§ **Work to complete**: Return each line from the records below that contains the word "instance", treating uppercase and lowercase letters as different.

§ **Data lines**:
begin

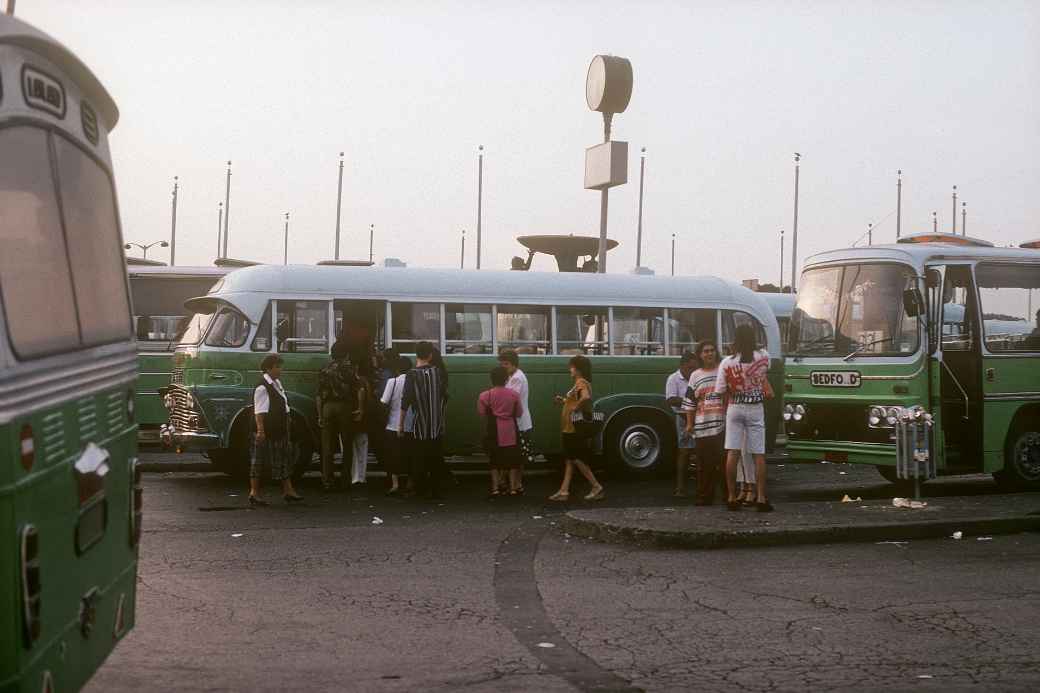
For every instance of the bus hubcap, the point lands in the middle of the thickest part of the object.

end
begin

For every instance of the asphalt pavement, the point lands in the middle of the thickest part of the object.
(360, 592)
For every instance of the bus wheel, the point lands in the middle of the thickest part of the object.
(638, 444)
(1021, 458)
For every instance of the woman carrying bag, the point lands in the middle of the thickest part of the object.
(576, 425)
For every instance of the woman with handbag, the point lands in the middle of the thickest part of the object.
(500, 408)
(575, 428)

end

§ **Exercise result**:
For every instance of the bus hubcap, the point lands in the middle of the thickest part of the object.
For every instance of the asphalt pavement, the point lands in the middle of the thickest part of the object.
For every instance of the bus wheel, the point lands in the middle of the thickest part of the object.
For every instance of the woman carrying bag, the point lands in the middle of the thickest part of the object.
For every instance of the woman with handbag, the point lands in the middle of the thickest part of the object.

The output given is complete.